*任务要求:* 请把以下全部条目中的“thickest part”一律更新为“widest part”，其余内容原样不动，重新完整写出这些条目。

数据集条目
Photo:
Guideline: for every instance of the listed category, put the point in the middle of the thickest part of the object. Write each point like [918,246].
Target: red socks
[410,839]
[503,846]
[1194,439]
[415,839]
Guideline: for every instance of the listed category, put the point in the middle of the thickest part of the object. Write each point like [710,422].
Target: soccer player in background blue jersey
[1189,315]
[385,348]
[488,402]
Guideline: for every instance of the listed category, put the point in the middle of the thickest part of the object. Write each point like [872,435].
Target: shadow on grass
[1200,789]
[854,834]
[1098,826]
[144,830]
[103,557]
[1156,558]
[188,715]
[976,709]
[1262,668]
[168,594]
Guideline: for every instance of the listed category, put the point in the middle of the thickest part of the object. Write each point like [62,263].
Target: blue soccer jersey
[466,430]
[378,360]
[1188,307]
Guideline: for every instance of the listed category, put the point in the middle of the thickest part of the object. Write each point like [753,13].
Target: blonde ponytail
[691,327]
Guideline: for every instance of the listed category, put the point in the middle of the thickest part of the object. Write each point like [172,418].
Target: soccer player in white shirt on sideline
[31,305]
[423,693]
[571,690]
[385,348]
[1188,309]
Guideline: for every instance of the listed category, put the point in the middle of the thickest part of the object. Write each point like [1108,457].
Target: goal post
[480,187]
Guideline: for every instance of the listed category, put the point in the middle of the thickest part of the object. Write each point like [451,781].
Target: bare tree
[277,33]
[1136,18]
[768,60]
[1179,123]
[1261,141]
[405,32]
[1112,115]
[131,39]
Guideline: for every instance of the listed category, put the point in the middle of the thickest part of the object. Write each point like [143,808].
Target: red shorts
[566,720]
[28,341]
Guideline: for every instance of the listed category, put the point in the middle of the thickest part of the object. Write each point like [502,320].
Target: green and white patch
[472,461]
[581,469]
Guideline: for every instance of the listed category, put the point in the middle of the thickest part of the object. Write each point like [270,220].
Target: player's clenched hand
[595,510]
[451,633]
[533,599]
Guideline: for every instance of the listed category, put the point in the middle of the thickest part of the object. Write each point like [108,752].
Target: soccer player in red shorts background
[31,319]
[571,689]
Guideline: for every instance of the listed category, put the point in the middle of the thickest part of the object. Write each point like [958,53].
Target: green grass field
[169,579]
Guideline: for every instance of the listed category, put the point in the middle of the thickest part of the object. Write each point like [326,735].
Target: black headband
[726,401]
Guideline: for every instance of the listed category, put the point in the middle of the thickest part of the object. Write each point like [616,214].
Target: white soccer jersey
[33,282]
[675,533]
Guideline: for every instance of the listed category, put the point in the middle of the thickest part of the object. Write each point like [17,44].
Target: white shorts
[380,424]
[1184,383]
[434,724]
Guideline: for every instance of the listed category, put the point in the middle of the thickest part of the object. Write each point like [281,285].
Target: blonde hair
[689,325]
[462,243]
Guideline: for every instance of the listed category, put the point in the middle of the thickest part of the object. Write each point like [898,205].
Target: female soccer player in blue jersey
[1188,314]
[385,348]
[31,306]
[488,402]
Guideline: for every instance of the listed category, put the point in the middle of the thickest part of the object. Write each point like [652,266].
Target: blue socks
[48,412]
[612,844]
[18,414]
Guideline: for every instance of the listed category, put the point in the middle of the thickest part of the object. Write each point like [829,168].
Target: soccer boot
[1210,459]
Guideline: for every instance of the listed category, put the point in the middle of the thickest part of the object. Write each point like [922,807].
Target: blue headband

*任务输出:*
Photo:
Guideline: for every instance of the listed category, put the point in the middle of the widest part of the object. Write each point like [918,246].
Target: red socks
[410,839]
[503,846]
[1194,439]
[415,839]
Guideline: for every instance of the listed category, put the point in the middle of the widest part of the object. Write each point like [710,422].
Target: soccer player in background blue jersey
[1189,315]
[385,348]
[488,402]
Guideline: for every instance of the listed category, put the point in the middle of the widest part of the object. Write each point like [872,435].
Target: shadow on grass
[1200,789]
[854,834]
[1098,826]
[144,830]
[103,557]
[1156,558]
[188,715]
[976,709]
[1262,668]
[168,594]
Guideline: for every instance of the listed category, put the point in the middle of the widest part of the object. Write each point like [62,263].
Target: blue soccer jersey
[466,430]
[378,360]
[1188,307]
Guideline: for every instance of the listed category, put the point in the middle of the widest part of the object. Write each point like [753,13].
Target: blonde ponytail
[691,327]
Guideline: for every instance of the listed category, put the point in the middle of the widest part of the object. Write each point like [172,418].
Target: soccer player in white shirt on sideline
[31,305]
[423,693]
[571,690]
[385,348]
[1188,309]
Guideline: for every instance of the listed category, put the point in the middle of the widest part of the object. Write each point like [1108,457].
Target: goal post
[480,187]
Guideline: for every instance of the listed category, put the point in the middle of the widest part of the object. Write each point like [451,781].
Target: bare tree
[277,33]
[1136,18]
[768,60]
[1179,123]
[1261,141]
[405,32]
[1112,115]
[131,39]
Guideline: for every instance of the listed category, put the point in the middle of the widest part of the object. Write each point like [143,808].
Target: red shorts
[566,720]
[28,341]
Guideline: for every instance of the listed category, put the point in the middle of the widest part of the object. Write each point like [502,320].
Target: green and white patch
[472,461]
[581,469]
Guideline: for every instance of the listed category, put the point in the middle of the widest part of the object. Write each point like [270,220].
Target: player's clenched hand
[595,510]
[451,633]
[533,599]
Guideline: for every instance of the listed category, put the point in the middle of the widest part of the object. Write each point like [108,752].
Target: soccer player in red shorts background
[31,319]
[571,689]
Guideline: for every instance of the listed category, put the point in the middle of the widest part of the object. Write each point like [958,53].
Target: green grass field
[169,579]
Guideline: for every instance of the listed category, put the point in the middle of the widest part of the object. Write each point like [326,735].
Target: black headband
[726,401]
Guideline: for every instance of the listed category, put the point in the middle of the widest part of the object. Write each point like [616,214].
Target: white soccer jersey
[33,282]
[675,533]
Guideline: for every instance of the listed category, put the point in the middle of the widest part of the object. Write each point like [17,44].
Target: white shorts
[380,424]
[1184,383]
[434,724]
Guideline: for every instance of the listed category, put the point in the middle of the widest part of the object. Write each point like [281,285].
Target: blonde hair
[689,325]
[462,243]
Guideline: for every instance of the listed category, put the point in the middle of the widest part of the object. Write each point like [898,205].
Target: female soccer player in blue jersey
[1188,314]
[385,348]
[31,306]
[488,402]
Guideline: for every instance of the listed category, put the point in the middle of the widest part of the object. Write each point like [652,266].
Target: blue socks
[48,412]
[612,844]
[18,414]
Guideline: for every instance of the listed category, put the point in the middle of the widest part of the object. Write each point like [829,168].
Target: soccer boot
[1210,459]
Guideline: for every instance of the listed category, put the point in the middle of the widest part of the object. Write each point like [922,807].
Target: blue headband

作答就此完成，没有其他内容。